==== PROVIDED RECORDS ====
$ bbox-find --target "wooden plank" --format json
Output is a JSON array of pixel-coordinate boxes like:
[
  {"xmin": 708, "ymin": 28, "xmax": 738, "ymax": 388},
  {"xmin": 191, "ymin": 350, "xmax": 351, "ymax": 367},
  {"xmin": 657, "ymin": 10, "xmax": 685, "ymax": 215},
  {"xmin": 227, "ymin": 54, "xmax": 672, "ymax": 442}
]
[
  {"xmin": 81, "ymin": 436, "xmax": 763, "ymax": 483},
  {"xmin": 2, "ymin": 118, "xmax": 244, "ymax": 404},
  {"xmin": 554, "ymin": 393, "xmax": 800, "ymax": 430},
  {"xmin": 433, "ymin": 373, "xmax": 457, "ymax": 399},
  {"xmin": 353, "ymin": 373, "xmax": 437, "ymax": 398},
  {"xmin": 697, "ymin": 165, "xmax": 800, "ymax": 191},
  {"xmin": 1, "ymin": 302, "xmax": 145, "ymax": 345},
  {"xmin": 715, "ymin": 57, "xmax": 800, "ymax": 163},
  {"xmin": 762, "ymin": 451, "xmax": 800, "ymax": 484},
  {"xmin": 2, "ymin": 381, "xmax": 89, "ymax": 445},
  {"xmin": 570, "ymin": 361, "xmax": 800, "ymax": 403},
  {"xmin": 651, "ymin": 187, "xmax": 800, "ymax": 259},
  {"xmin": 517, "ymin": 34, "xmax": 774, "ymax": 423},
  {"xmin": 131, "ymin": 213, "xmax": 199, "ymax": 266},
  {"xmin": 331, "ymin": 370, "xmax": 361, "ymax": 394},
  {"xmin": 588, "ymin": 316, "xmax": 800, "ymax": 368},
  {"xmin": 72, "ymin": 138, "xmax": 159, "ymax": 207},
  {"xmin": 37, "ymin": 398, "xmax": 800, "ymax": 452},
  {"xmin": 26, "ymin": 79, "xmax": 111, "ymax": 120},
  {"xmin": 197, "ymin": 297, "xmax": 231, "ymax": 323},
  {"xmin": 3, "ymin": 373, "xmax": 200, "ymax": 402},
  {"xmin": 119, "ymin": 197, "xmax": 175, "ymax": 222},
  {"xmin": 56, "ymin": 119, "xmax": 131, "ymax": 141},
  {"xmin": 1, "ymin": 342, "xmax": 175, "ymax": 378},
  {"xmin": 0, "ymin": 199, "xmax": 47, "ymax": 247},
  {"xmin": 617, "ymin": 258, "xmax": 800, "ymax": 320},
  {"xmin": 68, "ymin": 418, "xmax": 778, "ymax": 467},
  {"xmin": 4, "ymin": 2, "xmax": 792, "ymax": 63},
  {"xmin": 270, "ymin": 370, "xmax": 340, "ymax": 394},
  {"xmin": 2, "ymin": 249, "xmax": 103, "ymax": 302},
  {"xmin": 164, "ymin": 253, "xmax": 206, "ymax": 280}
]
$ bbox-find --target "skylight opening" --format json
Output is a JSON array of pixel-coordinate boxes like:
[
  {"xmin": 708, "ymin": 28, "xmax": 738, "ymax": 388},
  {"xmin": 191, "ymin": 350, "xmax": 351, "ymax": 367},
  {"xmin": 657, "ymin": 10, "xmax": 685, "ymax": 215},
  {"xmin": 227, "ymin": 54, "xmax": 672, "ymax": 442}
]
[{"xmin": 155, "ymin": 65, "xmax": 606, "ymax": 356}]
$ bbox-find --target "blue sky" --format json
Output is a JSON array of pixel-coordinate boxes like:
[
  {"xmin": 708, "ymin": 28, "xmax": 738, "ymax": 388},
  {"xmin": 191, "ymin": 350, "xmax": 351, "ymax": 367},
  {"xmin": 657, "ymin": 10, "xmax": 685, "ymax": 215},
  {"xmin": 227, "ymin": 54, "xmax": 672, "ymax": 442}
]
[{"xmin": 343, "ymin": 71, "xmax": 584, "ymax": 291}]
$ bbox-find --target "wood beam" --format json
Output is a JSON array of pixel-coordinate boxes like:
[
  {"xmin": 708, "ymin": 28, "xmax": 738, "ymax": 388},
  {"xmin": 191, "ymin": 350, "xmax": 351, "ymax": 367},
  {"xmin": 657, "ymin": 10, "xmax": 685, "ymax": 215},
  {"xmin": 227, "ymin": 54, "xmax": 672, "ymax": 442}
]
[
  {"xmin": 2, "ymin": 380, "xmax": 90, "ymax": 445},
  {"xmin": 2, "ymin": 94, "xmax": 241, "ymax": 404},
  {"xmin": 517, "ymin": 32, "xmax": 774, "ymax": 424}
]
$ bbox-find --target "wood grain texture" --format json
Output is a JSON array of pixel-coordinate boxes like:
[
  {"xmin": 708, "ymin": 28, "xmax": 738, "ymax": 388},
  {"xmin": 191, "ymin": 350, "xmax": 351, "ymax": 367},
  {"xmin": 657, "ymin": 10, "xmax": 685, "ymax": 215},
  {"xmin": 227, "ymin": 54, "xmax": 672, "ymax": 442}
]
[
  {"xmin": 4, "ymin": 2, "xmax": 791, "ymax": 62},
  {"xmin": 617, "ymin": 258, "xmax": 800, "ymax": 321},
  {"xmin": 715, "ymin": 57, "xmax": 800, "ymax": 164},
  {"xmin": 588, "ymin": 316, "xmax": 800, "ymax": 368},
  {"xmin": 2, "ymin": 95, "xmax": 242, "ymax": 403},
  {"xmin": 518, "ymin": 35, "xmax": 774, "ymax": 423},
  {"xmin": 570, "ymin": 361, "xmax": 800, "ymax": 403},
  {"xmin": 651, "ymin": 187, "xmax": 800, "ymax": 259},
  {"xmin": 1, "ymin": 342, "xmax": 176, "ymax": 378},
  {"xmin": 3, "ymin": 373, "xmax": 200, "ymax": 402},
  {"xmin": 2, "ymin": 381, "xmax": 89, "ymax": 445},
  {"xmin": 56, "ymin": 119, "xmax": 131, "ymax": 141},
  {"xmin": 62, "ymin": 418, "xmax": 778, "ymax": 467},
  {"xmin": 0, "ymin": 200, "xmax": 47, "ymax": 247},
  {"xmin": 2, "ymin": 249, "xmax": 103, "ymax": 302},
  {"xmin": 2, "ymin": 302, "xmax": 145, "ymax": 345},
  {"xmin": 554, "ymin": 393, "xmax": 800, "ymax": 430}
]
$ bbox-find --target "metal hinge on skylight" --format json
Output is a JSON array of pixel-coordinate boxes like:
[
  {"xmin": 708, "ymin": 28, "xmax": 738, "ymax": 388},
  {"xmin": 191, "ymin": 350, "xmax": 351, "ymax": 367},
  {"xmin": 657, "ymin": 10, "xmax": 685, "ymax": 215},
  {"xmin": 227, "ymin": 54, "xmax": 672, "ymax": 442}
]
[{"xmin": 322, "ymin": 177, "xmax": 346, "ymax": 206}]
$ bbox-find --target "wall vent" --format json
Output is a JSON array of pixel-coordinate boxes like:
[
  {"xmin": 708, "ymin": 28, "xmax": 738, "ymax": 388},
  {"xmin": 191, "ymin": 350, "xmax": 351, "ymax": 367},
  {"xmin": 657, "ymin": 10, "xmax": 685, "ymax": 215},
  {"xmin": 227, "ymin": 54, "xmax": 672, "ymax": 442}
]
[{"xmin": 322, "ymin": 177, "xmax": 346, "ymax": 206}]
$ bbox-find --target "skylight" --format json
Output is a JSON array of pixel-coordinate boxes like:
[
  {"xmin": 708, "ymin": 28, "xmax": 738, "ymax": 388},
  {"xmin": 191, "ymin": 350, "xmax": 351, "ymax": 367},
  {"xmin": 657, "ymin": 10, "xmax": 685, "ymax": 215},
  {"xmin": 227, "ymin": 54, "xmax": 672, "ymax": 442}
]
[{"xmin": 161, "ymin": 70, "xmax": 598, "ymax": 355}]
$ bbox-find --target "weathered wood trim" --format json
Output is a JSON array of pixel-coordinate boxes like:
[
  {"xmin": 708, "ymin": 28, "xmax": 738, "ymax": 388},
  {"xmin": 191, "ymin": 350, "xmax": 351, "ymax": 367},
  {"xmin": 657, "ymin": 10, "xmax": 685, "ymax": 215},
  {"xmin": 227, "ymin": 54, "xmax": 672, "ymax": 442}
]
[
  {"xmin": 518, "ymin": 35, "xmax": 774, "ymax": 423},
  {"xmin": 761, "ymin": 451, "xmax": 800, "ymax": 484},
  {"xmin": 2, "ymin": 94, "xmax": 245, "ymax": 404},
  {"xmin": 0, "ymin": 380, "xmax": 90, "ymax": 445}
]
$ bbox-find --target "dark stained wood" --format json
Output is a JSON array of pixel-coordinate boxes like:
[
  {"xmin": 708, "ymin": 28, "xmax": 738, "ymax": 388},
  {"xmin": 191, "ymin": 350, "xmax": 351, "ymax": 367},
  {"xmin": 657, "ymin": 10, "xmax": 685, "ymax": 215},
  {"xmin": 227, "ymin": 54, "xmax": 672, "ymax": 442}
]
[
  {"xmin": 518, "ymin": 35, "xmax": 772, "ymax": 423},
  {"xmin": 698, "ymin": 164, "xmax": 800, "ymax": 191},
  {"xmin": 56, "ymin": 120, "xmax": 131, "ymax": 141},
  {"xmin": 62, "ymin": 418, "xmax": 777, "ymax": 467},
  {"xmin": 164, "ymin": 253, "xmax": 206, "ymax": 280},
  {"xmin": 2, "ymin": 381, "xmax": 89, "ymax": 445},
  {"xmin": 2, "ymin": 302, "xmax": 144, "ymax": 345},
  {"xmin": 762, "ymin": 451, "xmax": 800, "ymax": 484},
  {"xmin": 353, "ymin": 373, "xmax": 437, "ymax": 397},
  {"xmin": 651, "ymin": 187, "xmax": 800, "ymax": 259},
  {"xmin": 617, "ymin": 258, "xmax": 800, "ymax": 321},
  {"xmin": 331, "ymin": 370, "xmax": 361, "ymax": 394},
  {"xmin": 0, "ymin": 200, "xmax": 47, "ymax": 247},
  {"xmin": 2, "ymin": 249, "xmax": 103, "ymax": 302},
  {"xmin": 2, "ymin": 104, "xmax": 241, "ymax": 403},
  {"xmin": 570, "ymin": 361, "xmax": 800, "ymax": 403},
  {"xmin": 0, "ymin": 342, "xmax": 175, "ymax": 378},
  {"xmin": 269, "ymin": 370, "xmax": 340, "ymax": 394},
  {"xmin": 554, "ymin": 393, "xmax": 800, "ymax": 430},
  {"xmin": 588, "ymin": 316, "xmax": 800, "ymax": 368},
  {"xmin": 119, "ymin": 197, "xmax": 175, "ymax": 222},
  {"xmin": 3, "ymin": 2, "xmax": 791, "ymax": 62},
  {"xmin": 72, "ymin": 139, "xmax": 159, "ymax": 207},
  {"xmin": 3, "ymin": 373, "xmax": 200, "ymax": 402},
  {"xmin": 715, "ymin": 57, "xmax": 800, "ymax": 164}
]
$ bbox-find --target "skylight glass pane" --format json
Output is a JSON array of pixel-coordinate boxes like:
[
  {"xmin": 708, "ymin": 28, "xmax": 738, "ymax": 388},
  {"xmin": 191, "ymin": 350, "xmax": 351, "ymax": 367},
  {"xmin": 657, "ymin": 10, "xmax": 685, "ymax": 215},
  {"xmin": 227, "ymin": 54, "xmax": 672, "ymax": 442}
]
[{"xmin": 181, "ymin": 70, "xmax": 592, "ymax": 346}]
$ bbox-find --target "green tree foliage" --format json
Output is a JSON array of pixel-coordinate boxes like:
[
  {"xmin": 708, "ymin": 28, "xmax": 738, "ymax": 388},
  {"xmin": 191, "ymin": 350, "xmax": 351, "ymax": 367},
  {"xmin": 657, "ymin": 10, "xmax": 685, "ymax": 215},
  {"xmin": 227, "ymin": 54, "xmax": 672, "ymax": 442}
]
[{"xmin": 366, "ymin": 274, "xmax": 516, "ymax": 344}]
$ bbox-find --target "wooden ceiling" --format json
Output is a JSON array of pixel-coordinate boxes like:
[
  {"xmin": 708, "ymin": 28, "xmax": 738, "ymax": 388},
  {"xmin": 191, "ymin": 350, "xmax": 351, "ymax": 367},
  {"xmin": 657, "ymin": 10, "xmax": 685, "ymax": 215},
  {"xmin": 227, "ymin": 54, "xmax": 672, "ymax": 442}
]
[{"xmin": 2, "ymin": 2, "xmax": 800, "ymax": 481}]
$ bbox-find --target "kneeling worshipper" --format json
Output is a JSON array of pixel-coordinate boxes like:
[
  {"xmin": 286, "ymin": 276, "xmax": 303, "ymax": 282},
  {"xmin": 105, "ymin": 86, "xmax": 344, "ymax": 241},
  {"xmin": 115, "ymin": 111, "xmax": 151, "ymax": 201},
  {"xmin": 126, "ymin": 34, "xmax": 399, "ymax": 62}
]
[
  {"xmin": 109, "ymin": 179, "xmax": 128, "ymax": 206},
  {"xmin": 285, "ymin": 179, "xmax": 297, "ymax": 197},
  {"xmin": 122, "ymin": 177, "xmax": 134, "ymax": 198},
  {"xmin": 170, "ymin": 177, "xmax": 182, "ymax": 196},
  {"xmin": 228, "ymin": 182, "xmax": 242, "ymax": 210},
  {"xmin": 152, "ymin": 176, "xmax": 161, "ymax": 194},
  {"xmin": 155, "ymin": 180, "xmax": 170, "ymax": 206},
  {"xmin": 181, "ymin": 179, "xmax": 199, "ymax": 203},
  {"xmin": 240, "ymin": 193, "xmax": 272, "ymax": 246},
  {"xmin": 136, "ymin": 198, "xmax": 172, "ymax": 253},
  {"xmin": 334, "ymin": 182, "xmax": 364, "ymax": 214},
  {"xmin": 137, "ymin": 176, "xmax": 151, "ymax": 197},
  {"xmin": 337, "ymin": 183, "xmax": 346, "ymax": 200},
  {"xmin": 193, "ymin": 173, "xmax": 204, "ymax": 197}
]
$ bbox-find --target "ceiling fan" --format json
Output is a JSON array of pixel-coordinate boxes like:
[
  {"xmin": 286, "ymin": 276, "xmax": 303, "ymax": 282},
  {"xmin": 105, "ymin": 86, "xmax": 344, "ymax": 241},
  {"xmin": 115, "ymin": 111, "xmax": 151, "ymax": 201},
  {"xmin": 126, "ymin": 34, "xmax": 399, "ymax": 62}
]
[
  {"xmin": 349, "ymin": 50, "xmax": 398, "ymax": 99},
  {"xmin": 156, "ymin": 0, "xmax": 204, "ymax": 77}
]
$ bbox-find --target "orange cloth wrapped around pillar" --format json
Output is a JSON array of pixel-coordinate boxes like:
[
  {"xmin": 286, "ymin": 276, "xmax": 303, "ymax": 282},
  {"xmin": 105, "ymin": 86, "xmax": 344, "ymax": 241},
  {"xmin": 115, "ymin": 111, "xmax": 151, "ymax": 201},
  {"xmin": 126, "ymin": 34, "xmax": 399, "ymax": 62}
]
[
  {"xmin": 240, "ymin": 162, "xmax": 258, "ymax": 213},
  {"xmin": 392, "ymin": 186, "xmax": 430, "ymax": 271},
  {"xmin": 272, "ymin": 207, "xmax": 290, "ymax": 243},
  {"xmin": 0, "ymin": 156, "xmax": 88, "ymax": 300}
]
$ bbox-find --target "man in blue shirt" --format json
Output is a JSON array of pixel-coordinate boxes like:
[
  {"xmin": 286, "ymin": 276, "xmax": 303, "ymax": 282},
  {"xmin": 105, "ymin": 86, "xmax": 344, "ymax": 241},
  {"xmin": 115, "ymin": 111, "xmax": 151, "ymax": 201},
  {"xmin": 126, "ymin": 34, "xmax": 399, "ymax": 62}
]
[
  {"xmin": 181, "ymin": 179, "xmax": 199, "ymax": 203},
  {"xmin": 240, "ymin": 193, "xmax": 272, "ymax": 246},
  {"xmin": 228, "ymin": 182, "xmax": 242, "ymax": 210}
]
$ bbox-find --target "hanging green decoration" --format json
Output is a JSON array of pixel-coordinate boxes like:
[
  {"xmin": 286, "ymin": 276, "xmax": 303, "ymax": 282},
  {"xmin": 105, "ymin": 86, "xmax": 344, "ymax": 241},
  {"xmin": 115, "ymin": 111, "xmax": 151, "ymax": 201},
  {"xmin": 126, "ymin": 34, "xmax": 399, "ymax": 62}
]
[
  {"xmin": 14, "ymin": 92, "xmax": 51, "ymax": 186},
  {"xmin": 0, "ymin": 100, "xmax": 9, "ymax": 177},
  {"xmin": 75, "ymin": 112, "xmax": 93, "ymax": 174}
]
====
Repeat only the stretch of lines starting at the one containing "cloth wrapped around" and running to the final line of the entries above.

FULL OUTPUT:
$ bbox-find --target "orange cloth wrapped around pillar" --format json
Output is a JSON array of pixel-coordinate boxes like:
[
  {"xmin": 286, "ymin": 276, "xmax": 303, "ymax": 282},
  {"xmin": 105, "ymin": 86, "xmax": 344, "ymax": 241},
  {"xmin": 115, "ymin": 111, "xmax": 151, "ymax": 201},
  {"xmin": 126, "ymin": 34, "xmax": 399, "ymax": 62}
]
[
  {"xmin": 240, "ymin": 162, "xmax": 258, "ymax": 213},
  {"xmin": 392, "ymin": 186, "xmax": 430, "ymax": 271},
  {"xmin": 272, "ymin": 207, "xmax": 290, "ymax": 243},
  {"xmin": 0, "ymin": 156, "xmax": 88, "ymax": 300}
]
$ bbox-find --target "man in blue shirt" --format json
Output is a JSON array of pixel-coordinate boxes like:
[
  {"xmin": 286, "ymin": 276, "xmax": 303, "ymax": 282},
  {"xmin": 105, "ymin": 86, "xmax": 344, "ymax": 241},
  {"xmin": 115, "ymin": 111, "xmax": 151, "ymax": 201},
  {"xmin": 126, "ymin": 34, "xmax": 399, "ymax": 62}
]
[
  {"xmin": 181, "ymin": 179, "xmax": 199, "ymax": 203},
  {"xmin": 240, "ymin": 193, "xmax": 272, "ymax": 246},
  {"xmin": 228, "ymin": 182, "xmax": 242, "ymax": 210}
]
$ bbox-find --target "hanging green decoration" --format json
Output is a JSON array of pixel-coordinate boxes like:
[
  {"xmin": 286, "ymin": 276, "xmax": 303, "ymax": 282},
  {"xmin": 105, "ymin": 86, "xmax": 344, "ymax": 241},
  {"xmin": 115, "ymin": 111, "xmax": 151, "ymax": 201},
  {"xmin": 126, "ymin": 34, "xmax": 399, "ymax": 62}
]
[
  {"xmin": 14, "ymin": 92, "xmax": 51, "ymax": 186},
  {"xmin": 0, "ymin": 100, "xmax": 9, "ymax": 177},
  {"xmin": 75, "ymin": 112, "xmax": 93, "ymax": 174}
]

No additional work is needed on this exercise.